**Exercise text:**
++++

New research body to look at chronic fatigue syndrome | British Medical Journal | 24 April 2013

From the British Medical Journal, 24 April 2013. Story by Krishna Chinthapalli. With thanks to the BMJ for permission to publish this item in full.

A national consortium has been set up to help research into chronic fatigue syndrome or myalgic encephalitis (ME). Researchers and funders attended its launch in London on 22 April.

The new UK-wide Chronic Fatigue Syndrome/Myalgic Encephalitis Research Collaborative (CMRC) is chaired by Stephen Holgate, professor of immunology at the University of Southampton. At a press conference he announced, “For the first time the research community and funders in the UK have joined forces in this unique new collaboration to create a step change in the amount and quality of research into chronic fatigue and ME.”

Esther Crawley, a reader in child health at the University of Bristol, who researches chronic fatigue syndrome in childhood, said, “We need to join forces with charities and funders to ensure we can best address the needs of patients suffering from this often life changing condition which affects 1-2% of adults and teenagers in Britain.”

Five chronic fatigue syndrome charities will be involved in funding research through the consortium, which is also supported by the Medical Research Council, the National Institute of Health Research, and the Wellcome Trust. The consortium will set up four work streams and quarterly meetings at which over 70 researchers will liaise with charity funders.

Sonya Chowdhury, chief executive of the charity Action for ME, welcomed the initiative. “The launch of the collaborative is a major step forward and comes at an already exciting time for research in the ME arena. By working creatively together we can stimulate the interest and funding so desperately needed for research into this illness,” she said.

++++

**Stored data:**
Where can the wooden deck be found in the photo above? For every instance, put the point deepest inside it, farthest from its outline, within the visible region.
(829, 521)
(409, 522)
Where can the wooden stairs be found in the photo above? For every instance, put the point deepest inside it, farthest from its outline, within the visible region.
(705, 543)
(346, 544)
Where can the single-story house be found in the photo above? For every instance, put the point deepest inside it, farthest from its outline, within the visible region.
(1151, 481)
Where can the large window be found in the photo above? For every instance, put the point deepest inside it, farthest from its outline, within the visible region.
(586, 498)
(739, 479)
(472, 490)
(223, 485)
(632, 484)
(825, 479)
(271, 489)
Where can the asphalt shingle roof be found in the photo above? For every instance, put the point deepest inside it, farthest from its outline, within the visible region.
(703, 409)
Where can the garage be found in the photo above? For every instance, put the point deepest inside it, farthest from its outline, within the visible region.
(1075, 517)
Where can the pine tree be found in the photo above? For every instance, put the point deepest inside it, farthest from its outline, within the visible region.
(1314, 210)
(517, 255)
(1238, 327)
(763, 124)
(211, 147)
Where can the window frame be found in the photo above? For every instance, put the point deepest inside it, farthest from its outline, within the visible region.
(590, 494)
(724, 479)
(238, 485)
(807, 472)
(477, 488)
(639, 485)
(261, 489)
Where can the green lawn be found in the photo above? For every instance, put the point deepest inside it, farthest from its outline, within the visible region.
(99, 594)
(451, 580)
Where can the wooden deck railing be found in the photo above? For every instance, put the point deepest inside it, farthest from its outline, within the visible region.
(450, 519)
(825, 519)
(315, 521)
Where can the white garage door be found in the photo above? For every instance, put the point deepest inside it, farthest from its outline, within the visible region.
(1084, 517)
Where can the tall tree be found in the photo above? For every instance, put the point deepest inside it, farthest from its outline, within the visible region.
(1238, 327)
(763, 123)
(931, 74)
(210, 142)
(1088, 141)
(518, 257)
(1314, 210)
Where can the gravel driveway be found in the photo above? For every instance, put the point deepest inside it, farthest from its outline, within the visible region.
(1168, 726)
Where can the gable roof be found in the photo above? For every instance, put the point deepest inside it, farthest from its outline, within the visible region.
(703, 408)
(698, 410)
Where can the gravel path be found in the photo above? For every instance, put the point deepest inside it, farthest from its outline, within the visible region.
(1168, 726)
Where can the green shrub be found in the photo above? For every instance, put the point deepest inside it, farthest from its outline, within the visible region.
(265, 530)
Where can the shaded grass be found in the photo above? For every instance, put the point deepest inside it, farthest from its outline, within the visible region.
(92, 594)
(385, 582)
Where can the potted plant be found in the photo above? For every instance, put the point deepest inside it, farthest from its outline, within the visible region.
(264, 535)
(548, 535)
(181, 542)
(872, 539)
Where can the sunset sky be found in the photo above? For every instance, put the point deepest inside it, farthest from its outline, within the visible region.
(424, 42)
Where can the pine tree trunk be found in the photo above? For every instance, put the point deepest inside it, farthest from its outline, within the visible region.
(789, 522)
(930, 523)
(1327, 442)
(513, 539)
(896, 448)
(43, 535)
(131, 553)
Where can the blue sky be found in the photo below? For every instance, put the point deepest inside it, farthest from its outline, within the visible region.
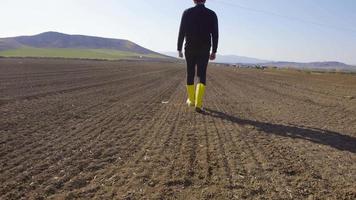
(287, 30)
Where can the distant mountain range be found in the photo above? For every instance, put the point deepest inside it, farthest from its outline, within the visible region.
(234, 59)
(54, 44)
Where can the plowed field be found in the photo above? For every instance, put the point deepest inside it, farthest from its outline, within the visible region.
(121, 130)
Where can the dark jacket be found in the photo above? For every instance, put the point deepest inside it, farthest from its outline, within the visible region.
(199, 26)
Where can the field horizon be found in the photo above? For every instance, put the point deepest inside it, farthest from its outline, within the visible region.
(85, 129)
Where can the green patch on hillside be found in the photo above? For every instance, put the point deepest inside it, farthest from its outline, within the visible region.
(106, 54)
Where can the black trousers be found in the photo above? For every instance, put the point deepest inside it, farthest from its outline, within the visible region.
(197, 61)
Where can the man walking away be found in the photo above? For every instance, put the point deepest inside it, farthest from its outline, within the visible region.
(199, 28)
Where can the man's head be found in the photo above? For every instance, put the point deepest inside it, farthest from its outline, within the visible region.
(199, 1)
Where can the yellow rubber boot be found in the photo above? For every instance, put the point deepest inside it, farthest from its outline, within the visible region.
(191, 95)
(199, 96)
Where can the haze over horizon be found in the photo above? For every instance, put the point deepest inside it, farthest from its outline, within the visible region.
(280, 30)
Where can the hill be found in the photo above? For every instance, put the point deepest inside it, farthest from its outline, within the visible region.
(54, 44)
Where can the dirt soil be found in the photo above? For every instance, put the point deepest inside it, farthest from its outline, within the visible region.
(121, 130)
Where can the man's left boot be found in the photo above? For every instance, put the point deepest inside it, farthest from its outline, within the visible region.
(199, 97)
(191, 95)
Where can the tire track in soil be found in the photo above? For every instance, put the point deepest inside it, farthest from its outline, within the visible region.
(260, 182)
(120, 138)
(131, 170)
(129, 93)
(278, 175)
(109, 176)
(74, 89)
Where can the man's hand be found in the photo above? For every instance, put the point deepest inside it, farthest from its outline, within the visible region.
(180, 54)
(212, 56)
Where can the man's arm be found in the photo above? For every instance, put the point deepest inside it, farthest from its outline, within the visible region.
(181, 35)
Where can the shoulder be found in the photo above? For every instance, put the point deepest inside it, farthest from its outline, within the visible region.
(189, 10)
(211, 12)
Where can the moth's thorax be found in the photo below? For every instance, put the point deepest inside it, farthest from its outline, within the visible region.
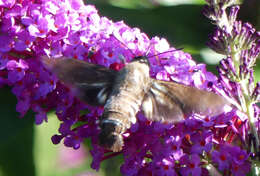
(130, 86)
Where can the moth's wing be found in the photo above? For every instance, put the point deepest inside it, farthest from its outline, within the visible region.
(89, 82)
(170, 101)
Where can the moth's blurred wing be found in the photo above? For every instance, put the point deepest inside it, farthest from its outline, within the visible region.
(170, 101)
(89, 82)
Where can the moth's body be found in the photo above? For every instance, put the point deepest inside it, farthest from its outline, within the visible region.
(131, 84)
(126, 92)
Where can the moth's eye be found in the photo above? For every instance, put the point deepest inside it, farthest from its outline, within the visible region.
(141, 59)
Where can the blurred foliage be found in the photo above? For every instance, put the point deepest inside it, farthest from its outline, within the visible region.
(26, 149)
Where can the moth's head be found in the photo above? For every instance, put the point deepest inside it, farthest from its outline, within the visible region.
(142, 60)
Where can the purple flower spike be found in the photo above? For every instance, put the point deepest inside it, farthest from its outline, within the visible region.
(71, 29)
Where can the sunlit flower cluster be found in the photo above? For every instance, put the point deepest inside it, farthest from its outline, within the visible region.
(31, 29)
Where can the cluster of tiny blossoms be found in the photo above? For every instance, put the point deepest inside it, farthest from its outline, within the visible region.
(240, 42)
(30, 29)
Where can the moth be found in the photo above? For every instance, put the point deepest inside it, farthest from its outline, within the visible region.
(123, 93)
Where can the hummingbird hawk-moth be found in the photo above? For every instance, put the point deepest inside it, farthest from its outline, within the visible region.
(123, 93)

++++

**Explore the material:**
A - Decide whether each statement below agrees with the article on the new chronic fatigue syndrome research body. Answer yes or no for each, and quote the deciding words of the article. (i) Researchers and funders were present at the consortium's launch in London. (ii) Esther Crawley chairs the new collaborative. (iii) Over 70 researchers will meet with charity funders at quarterly meetings.
B - Retype the passage of the article on the new chronic fatigue syndrome research body that opens with the words containing "New research body" and closes with "item in full.".

**Solutions to the exercise:**
A -
(i) Yes: "Researchers and funders attended its launch in London on 22 April."
(ii) No: "is chaired by Stephen Holgate, professor of immunology at the University of Southampton."
(iii) Yes: "quarterly meetings at which over 70 researchers will liaise with charity funders."

B -
New research body to look at chronic fatigue syndrome | British Medical Journal | 24 April 2013

From the British Medical Journal, 24 April 2013. Story by Krishna Chinthapalli. With thanks to the BMJ for permission to publish this item in full.